━━━━━ Data to process
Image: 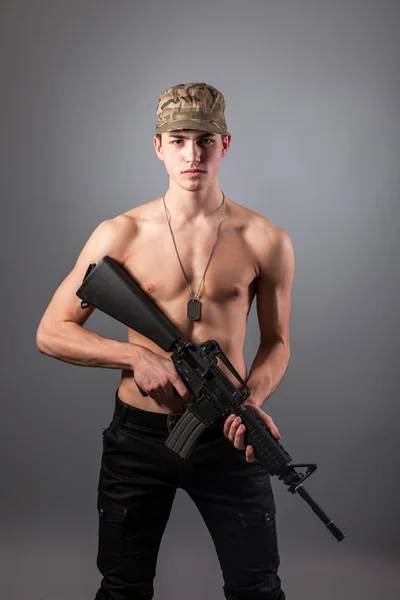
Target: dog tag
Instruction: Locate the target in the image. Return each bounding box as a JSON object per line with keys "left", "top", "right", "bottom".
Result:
{"left": 187, "top": 299, "right": 201, "bottom": 321}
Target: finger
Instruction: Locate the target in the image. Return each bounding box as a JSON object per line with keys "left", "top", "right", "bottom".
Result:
━━━━━━━━━━
> **Your instructions**: Reproduce the data word for word; no pictures.

> **Exercise solution**:
Image: 
Target: dog tag
Instruction: Locate the target in the image. Return each bounding box as a JSON object per line with keys "left", "top", "right", "bottom".
Result:
{"left": 187, "top": 299, "right": 201, "bottom": 321}
Target: finger
Instruction: Locate the target in the image. Return each bounding box as a JSON object per line with keys "left", "top", "right", "bottom".
Result:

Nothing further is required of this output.